- MATERIAL PROVIDED -
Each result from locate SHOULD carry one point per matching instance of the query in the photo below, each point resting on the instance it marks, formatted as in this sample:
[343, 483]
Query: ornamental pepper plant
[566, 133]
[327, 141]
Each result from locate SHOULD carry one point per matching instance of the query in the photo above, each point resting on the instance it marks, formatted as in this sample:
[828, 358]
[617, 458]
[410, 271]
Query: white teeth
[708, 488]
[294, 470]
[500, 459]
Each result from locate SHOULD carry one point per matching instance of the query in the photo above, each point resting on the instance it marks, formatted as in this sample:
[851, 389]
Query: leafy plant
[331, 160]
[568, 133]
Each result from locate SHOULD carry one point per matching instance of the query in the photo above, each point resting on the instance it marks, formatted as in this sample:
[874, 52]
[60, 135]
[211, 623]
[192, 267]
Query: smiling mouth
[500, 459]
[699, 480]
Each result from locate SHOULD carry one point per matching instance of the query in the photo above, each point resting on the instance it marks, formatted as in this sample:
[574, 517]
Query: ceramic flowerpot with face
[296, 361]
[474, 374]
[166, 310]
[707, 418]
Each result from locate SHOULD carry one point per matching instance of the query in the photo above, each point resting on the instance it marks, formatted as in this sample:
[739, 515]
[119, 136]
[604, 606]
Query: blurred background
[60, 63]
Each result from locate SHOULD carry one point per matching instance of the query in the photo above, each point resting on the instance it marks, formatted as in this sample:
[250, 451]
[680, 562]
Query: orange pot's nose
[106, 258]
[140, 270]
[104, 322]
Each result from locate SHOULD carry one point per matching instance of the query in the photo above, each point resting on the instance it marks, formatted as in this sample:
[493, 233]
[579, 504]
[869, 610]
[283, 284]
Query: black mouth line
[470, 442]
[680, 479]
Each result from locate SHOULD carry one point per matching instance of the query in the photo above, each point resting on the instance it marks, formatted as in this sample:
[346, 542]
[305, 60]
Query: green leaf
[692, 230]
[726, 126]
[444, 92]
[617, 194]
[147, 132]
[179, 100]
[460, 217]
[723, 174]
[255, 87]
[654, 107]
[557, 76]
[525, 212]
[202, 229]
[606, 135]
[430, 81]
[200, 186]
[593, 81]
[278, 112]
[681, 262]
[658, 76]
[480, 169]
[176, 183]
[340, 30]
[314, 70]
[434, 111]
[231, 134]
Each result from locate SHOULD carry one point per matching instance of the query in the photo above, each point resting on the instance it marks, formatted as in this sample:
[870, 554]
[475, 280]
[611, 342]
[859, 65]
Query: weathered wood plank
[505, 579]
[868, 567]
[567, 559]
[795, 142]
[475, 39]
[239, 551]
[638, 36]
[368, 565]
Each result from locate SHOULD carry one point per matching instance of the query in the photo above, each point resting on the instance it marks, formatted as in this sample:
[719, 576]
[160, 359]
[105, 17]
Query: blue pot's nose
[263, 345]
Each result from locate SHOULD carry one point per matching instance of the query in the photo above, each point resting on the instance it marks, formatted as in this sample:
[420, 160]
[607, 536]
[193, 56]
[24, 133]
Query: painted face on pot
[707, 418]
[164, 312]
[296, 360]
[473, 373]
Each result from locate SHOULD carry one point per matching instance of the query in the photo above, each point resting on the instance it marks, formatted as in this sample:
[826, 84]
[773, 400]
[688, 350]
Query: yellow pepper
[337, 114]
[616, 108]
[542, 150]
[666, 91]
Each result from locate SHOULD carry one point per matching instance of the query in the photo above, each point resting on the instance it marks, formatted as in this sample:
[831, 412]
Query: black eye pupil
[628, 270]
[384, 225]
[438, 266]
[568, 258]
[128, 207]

- WORK REQUIRED -
In full and without alteration, repeat the records.

- RESULT OF THE TASK -
Each result from locate SHOULD carry one point per matching instance of the query in the photo below, each point resting on the instance it marks, formatted as in this sample:
[343, 483]
Query: ornamental pepper plant
[566, 133]
[327, 141]
Each result from locate SHOULD carry one point per matching instance of the query in the photo above, each point resting on the instance it marks, formatted as in this sample:
[828, 358]
[617, 458]
[410, 271]
Query: white teeth
[708, 488]
[294, 470]
[500, 459]
Each result from locate SHOULD carry one point per matching instance of the query in the photo above, each point resting on the instance it marks, formatted as in this sample:
[851, 389]
Query: leafy plant
[331, 160]
[568, 133]
Each result from locate SHOULD carry one point per matching instance of the query in the photo above, each point resting on the instance it marks, formatted as in this sample:
[874, 52]
[60, 135]
[211, 623]
[192, 267]
Query: smiling mouth
[500, 459]
[699, 480]
Each result from locate SHOULD carry one point per matching instance of the query in the photo above, each point resting on the instance it marks, formatted as in this sample:
[574, 517]
Query: ceramic flowerpot with face
[296, 361]
[474, 374]
[166, 310]
[707, 418]
Each result from locate SHOULD carry one point per matching instance of the query in the photo above, each point resting on the instance it marks, formatted as in this sample:
[739, 515]
[119, 136]
[604, 606]
Query: blurred background
[60, 63]
Each result from locate SHOULD carry one point per matching instance of the query in the photo above, each point resting on the instance it marks, formatted as in this sample:
[250, 451]
[680, 562]
Query: orange pot's nose
[106, 258]
[140, 270]
[104, 322]
Each result from locate SHOULD carry one point per matching instance of the query in the photo above, each point resting on the instance it marks, formatted as in this sample:
[493, 233]
[579, 504]
[869, 610]
[283, 284]
Query: black mouth line
[470, 442]
[680, 479]
Each result from locate SHOULD carry one point per matching instance of the query in the photo above, each point resting on the instance it marks, formatted as in this sample:
[346, 542]
[305, 60]
Query: green leaf
[692, 230]
[726, 126]
[444, 92]
[617, 194]
[147, 132]
[179, 100]
[460, 217]
[723, 174]
[255, 87]
[654, 107]
[557, 76]
[525, 212]
[202, 229]
[606, 135]
[430, 81]
[200, 186]
[593, 81]
[278, 112]
[681, 262]
[658, 76]
[480, 169]
[176, 183]
[340, 30]
[314, 70]
[434, 111]
[231, 134]
Each result from locate SHOULD carry one point per matching instance of the query in the photo above, each point resting on the instance it marks, formatted as in this sample:
[870, 554]
[475, 280]
[611, 342]
[859, 65]
Query: weathered wood plank
[505, 579]
[868, 567]
[567, 559]
[795, 142]
[475, 39]
[239, 551]
[638, 36]
[368, 565]
Each result from locate SHOULD carry one point per matching instance of the query in the photo above, each point resting on the instance it marks, formatted as in this sample:
[719, 576]
[160, 359]
[105, 17]
Query: blue pot's nose
[263, 345]
Each result from locate SHOULD carry one point per matching instance of the query in the photo above, each point resting on the instance it marks, formatted as in this sample:
[420, 160]
[607, 536]
[193, 56]
[24, 133]
Query: painted face on pot
[707, 418]
[164, 312]
[296, 360]
[473, 373]
Each result from locate SHOULD carry one point per matching instance of the query in the photo above, each point resting on the instance it marks, formatted as in this sample:
[826, 84]
[773, 400]
[688, 350]
Query: yellow pepper
[337, 114]
[616, 108]
[542, 150]
[666, 91]
Each result from locate SHOULD carry one point per matching instance of the query in the photo above, each point resting on the instance it marks, formatted as in this sample:
[831, 412]
Query: black eye pupil
[628, 270]
[384, 225]
[438, 266]
[568, 258]
[128, 207]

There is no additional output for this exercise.